— START —
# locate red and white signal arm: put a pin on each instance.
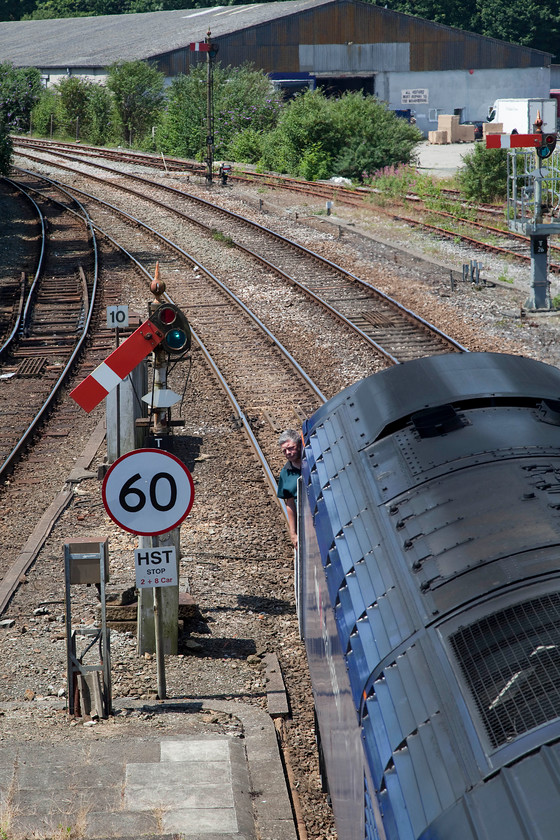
(148, 492)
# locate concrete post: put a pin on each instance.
(123, 406)
(540, 287)
(146, 634)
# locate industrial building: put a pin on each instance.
(419, 68)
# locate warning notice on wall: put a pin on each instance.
(414, 96)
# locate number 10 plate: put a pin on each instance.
(148, 492)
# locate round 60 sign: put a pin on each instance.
(148, 492)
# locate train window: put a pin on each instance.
(511, 663)
(436, 421)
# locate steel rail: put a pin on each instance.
(9, 462)
(173, 246)
(411, 316)
(23, 308)
(240, 415)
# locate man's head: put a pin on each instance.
(290, 444)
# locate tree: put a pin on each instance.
(101, 116)
(20, 89)
(138, 90)
(244, 100)
(532, 23)
(73, 96)
(44, 117)
(353, 136)
(484, 174)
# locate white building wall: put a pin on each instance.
(444, 92)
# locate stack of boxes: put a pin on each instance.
(449, 131)
(492, 128)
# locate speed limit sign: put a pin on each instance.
(148, 492)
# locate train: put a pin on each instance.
(429, 598)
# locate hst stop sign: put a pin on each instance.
(148, 492)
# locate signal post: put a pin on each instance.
(145, 490)
(158, 611)
(532, 190)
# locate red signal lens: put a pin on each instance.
(167, 314)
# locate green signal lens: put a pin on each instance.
(176, 339)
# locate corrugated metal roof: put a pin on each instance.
(99, 41)
(96, 42)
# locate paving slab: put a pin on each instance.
(206, 786)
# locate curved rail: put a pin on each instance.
(9, 462)
(26, 300)
(411, 316)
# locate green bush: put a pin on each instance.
(247, 146)
(245, 105)
(101, 118)
(20, 89)
(137, 88)
(353, 136)
(315, 164)
(484, 174)
(6, 149)
(45, 114)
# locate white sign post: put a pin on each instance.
(117, 317)
(150, 492)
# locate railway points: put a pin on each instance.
(220, 667)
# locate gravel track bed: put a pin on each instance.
(235, 552)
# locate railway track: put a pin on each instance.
(236, 555)
(49, 327)
(393, 330)
(492, 239)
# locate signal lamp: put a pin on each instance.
(548, 144)
(169, 320)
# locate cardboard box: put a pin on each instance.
(438, 138)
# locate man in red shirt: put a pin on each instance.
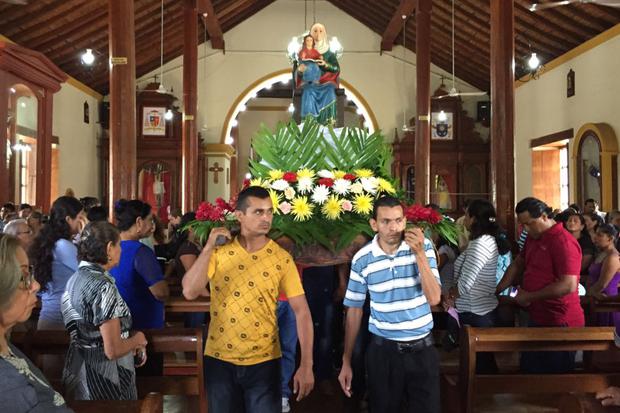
(547, 270)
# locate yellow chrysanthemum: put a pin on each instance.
(301, 209)
(362, 204)
(305, 173)
(385, 186)
(339, 174)
(332, 208)
(275, 200)
(259, 182)
(363, 173)
(275, 174)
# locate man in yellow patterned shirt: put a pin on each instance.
(242, 355)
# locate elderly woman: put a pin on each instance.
(20, 229)
(24, 388)
(100, 359)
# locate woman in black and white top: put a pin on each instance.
(472, 292)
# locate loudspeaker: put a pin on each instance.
(104, 114)
(484, 111)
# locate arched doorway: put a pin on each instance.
(595, 154)
(251, 109)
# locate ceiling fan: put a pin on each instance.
(551, 4)
(453, 91)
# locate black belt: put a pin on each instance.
(405, 346)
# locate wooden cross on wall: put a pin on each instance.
(216, 169)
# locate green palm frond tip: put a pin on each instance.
(289, 148)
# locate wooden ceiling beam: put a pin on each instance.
(57, 15)
(405, 8)
(206, 10)
(15, 13)
(98, 40)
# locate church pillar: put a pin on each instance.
(190, 80)
(502, 110)
(218, 170)
(423, 101)
(122, 166)
(44, 150)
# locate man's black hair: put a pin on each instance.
(251, 191)
(388, 201)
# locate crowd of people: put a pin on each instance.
(104, 283)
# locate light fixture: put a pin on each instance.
(533, 62)
(88, 58)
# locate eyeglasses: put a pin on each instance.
(27, 277)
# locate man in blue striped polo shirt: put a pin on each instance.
(400, 274)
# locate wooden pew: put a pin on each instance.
(180, 379)
(181, 305)
(584, 403)
(152, 403)
(516, 339)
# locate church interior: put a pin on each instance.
(174, 103)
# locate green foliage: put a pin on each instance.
(290, 148)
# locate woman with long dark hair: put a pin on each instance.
(54, 257)
(139, 277)
(472, 292)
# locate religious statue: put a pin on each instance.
(317, 76)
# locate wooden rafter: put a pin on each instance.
(205, 8)
(405, 8)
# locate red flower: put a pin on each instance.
(208, 212)
(223, 205)
(290, 177)
(418, 213)
(328, 182)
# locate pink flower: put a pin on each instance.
(328, 182)
(285, 207)
(290, 177)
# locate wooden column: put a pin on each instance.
(122, 166)
(190, 81)
(423, 101)
(4, 171)
(44, 150)
(502, 112)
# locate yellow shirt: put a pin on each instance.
(244, 292)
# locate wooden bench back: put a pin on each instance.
(152, 403)
(517, 339)
(190, 380)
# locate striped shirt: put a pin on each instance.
(475, 275)
(398, 307)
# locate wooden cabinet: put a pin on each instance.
(459, 158)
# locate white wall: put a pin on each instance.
(79, 161)
(542, 107)
(256, 48)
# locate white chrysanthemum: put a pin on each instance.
(320, 194)
(289, 193)
(324, 173)
(356, 188)
(341, 186)
(279, 185)
(304, 185)
(369, 184)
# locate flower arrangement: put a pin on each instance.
(323, 184)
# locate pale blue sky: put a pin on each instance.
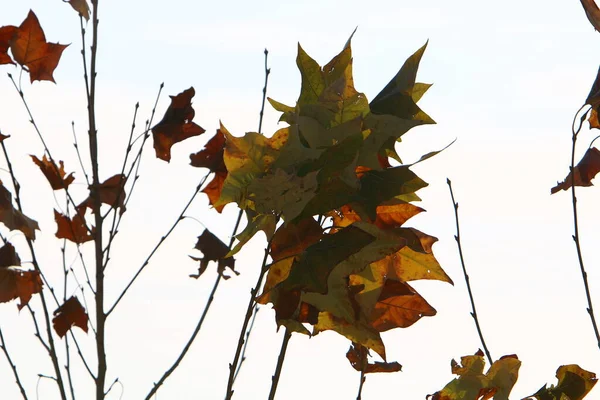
(507, 76)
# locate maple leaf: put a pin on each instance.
(473, 384)
(213, 249)
(176, 124)
(13, 218)
(111, 193)
(211, 157)
(82, 8)
(6, 35)
(74, 229)
(574, 383)
(30, 49)
(357, 355)
(14, 281)
(55, 175)
(592, 12)
(583, 173)
(71, 313)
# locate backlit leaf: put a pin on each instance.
(176, 125)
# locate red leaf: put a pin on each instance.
(74, 229)
(56, 176)
(583, 173)
(111, 192)
(176, 125)
(70, 314)
(30, 49)
(6, 35)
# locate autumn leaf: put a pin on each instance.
(213, 249)
(473, 384)
(13, 218)
(82, 8)
(593, 13)
(30, 49)
(111, 193)
(55, 175)
(211, 157)
(6, 35)
(14, 281)
(583, 173)
(176, 124)
(357, 355)
(574, 383)
(71, 313)
(74, 229)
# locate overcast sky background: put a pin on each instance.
(508, 77)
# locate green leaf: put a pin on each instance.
(311, 270)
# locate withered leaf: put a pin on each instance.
(30, 49)
(111, 193)
(13, 218)
(213, 249)
(81, 7)
(17, 283)
(211, 157)
(56, 175)
(176, 125)
(357, 355)
(583, 173)
(68, 315)
(74, 229)
(6, 35)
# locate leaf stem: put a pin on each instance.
(576, 237)
(467, 280)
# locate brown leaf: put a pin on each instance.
(111, 193)
(213, 249)
(56, 176)
(70, 314)
(583, 173)
(17, 283)
(13, 218)
(357, 355)
(81, 7)
(30, 49)
(176, 125)
(8, 256)
(74, 229)
(592, 12)
(6, 35)
(211, 157)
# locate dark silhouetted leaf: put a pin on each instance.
(176, 125)
(68, 315)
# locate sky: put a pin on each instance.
(508, 77)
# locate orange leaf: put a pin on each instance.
(357, 355)
(74, 229)
(17, 283)
(30, 49)
(13, 218)
(56, 176)
(70, 314)
(211, 157)
(81, 7)
(6, 35)
(176, 125)
(583, 173)
(111, 192)
(213, 249)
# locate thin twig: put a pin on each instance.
(275, 378)
(157, 246)
(12, 366)
(576, 238)
(462, 261)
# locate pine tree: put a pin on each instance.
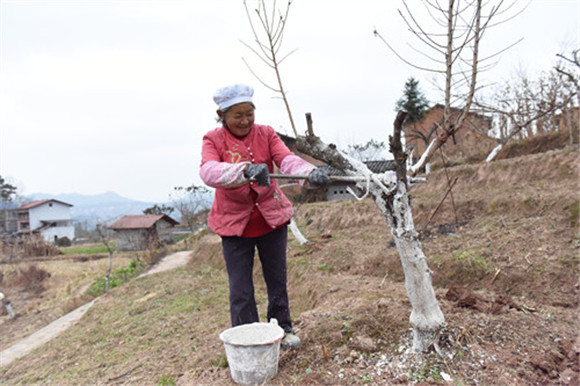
(413, 101)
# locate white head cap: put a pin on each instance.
(232, 95)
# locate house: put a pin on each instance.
(140, 232)
(49, 218)
(471, 141)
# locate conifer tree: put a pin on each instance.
(413, 101)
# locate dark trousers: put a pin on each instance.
(239, 255)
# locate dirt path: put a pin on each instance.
(45, 334)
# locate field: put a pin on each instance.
(505, 257)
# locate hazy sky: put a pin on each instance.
(102, 96)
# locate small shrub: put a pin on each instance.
(63, 242)
(32, 278)
(166, 381)
(116, 279)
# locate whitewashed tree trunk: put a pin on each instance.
(426, 316)
(393, 201)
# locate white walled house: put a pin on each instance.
(50, 218)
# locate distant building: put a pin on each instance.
(471, 141)
(49, 218)
(141, 232)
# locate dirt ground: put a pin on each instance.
(505, 255)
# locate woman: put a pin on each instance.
(250, 211)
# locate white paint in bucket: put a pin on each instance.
(253, 351)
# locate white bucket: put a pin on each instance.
(252, 351)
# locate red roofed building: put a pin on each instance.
(50, 218)
(140, 232)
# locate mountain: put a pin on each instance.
(98, 208)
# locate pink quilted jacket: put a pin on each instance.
(223, 160)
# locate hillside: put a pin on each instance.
(505, 264)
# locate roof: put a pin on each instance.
(142, 221)
(34, 204)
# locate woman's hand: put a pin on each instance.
(318, 177)
(258, 173)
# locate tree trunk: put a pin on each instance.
(393, 201)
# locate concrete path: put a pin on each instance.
(45, 334)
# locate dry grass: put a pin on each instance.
(348, 298)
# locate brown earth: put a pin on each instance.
(505, 257)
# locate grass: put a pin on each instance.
(85, 249)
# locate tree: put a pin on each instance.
(7, 191)
(7, 195)
(528, 106)
(105, 237)
(392, 199)
(268, 49)
(371, 151)
(192, 203)
(413, 102)
(452, 48)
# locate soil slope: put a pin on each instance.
(505, 256)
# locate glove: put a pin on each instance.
(258, 173)
(319, 177)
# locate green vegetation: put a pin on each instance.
(167, 381)
(117, 278)
(88, 249)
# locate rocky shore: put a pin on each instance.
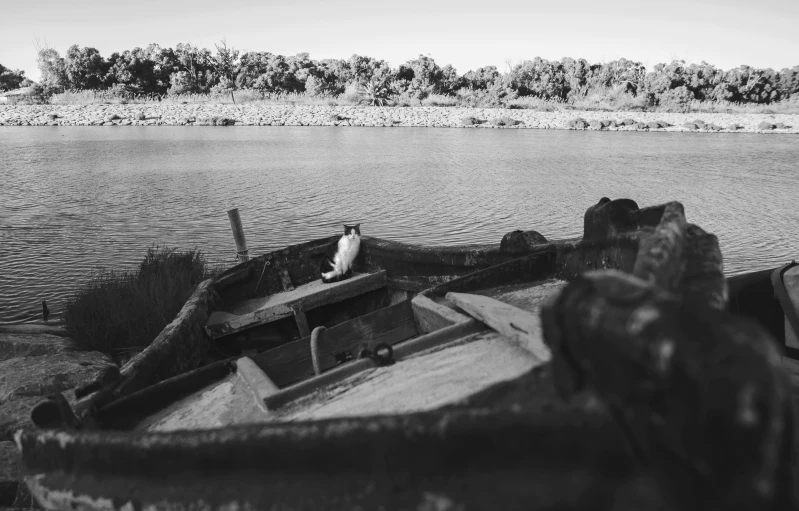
(169, 114)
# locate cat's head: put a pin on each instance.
(352, 230)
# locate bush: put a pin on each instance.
(118, 310)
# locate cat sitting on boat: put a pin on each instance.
(338, 261)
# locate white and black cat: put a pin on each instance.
(337, 263)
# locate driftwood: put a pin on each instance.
(699, 394)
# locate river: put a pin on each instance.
(78, 200)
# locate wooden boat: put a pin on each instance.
(771, 297)
(464, 414)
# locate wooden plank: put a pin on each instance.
(342, 372)
(267, 309)
(285, 278)
(257, 380)
(292, 361)
(431, 316)
(519, 325)
(302, 323)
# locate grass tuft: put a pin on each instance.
(116, 311)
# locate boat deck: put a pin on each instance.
(425, 381)
(238, 316)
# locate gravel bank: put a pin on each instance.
(439, 117)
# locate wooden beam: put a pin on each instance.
(242, 254)
(405, 349)
(431, 316)
(302, 323)
(292, 361)
(520, 325)
(285, 278)
(259, 311)
(257, 380)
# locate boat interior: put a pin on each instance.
(382, 348)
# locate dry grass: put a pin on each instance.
(118, 310)
(609, 100)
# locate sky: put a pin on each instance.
(466, 33)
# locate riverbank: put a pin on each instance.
(439, 117)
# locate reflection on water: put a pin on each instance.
(75, 200)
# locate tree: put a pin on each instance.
(10, 79)
(85, 68)
(134, 70)
(482, 78)
(225, 62)
(52, 69)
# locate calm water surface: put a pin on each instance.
(78, 200)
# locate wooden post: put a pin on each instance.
(242, 254)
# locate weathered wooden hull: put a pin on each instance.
(470, 459)
(514, 445)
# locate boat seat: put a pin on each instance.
(259, 311)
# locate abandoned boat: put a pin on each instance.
(422, 402)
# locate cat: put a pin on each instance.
(337, 263)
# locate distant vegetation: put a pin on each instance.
(190, 73)
(118, 311)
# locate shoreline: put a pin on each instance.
(204, 114)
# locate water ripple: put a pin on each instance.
(78, 200)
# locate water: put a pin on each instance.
(77, 200)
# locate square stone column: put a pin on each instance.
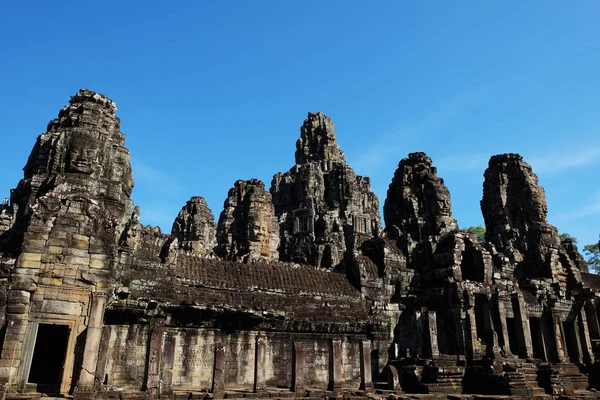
(85, 385)
(299, 366)
(157, 330)
(218, 388)
(561, 348)
(500, 311)
(434, 349)
(336, 374)
(585, 338)
(522, 325)
(592, 319)
(167, 362)
(103, 352)
(366, 383)
(470, 327)
(259, 363)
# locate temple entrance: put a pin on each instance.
(49, 357)
(537, 341)
(512, 336)
(571, 341)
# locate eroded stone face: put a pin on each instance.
(418, 203)
(247, 228)
(324, 209)
(194, 228)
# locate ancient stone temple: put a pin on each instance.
(296, 291)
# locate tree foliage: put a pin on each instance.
(564, 236)
(479, 231)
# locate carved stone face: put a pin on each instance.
(256, 231)
(82, 155)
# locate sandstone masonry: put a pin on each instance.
(296, 291)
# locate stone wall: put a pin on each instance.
(296, 292)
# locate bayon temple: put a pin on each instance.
(294, 291)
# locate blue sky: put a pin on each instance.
(214, 91)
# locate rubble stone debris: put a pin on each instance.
(297, 291)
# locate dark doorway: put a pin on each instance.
(512, 336)
(571, 341)
(537, 340)
(49, 356)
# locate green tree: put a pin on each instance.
(479, 231)
(592, 256)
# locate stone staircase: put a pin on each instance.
(522, 380)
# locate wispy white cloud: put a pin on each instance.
(464, 162)
(151, 179)
(592, 207)
(560, 160)
(399, 141)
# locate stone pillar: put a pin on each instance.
(503, 335)
(470, 327)
(434, 349)
(585, 337)
(102, 357)
(592, 319)
(157, 330)
(561, 350)
(299, 366)
(168, 360)
(219, 372)
(461, 340)
(418, 331)
(259, 363)
(577, 339)
(366, 383)
(522, 325)
(85, 385)
(336, 374)
(28, 346)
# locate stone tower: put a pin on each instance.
(324, 209)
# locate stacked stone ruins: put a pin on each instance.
(294, 292)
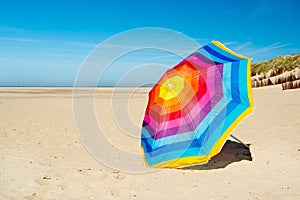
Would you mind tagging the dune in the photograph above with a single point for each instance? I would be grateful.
(42, 155)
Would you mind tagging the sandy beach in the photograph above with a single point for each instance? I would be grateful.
(42, 155)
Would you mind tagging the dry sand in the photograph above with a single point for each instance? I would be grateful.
(42, 157)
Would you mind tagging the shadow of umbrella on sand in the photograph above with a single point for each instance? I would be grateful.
(230, 153)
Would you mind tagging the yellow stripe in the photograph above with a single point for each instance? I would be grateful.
(193, 160)
(222, 46)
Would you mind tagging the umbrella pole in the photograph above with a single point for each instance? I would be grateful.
(239, 141)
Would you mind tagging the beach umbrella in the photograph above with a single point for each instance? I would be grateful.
(194, 107)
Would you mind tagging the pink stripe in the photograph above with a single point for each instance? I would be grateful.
(193, 113)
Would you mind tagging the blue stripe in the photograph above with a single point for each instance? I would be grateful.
(217, 54)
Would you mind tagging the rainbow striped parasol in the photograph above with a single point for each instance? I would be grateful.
(194, 107)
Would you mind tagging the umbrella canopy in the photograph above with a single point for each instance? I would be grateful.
(194, 107)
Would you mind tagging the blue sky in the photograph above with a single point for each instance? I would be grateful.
(44, 43)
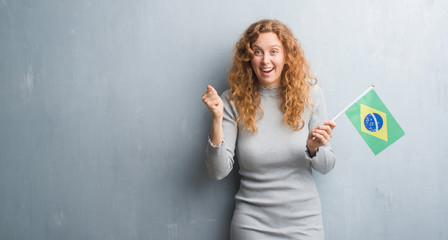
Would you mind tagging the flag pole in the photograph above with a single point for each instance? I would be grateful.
(360, 96)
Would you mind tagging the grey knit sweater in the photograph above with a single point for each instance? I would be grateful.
(277, 198)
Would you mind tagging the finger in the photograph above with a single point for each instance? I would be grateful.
(330, 123)
(324, 134)
(320, 138)
(326, 128)
(210, 89)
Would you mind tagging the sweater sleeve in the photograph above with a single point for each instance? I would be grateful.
(324, 160)
(219, 159)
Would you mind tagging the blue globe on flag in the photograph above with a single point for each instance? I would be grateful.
(373, 122)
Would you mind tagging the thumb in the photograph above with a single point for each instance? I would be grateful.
(211, 89)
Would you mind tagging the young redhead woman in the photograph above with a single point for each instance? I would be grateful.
(273, 118)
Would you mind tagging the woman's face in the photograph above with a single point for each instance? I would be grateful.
(269, 59)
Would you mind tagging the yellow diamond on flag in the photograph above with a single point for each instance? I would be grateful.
(373, 122)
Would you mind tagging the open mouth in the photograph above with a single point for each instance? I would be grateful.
(267, 70)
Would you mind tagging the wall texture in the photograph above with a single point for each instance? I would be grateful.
(102, 130)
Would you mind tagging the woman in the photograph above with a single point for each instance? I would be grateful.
(273, 118)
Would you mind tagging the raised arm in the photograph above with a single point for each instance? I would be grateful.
— END —
* _TASK_: Find the line with "Would you mind tagging the yellow diamond" in the listing above, then write out that line and each remaining line exactly, with no other text.

* _WRITTEN SOLUTION_:
Would you mind tagging the yellow diamond on flag in the photograph above with a single point for each instance? I would be grateful.
(373, 122)
Would you mind tagging the open mouth in the photograph above with a single point for each instance? I would be grateful.
(267, 70)
Would you mind tagging the wall texture in the photograph above with a single point for each instance? I would be grateful.
(102, 130)
Would you mind tagging the woman in the photograph above with a single point for each instance? I would be grateful.
(273, 118)
Would you mind tagging the raised arm in the photograph above with a single point for each instance? I would be grateful.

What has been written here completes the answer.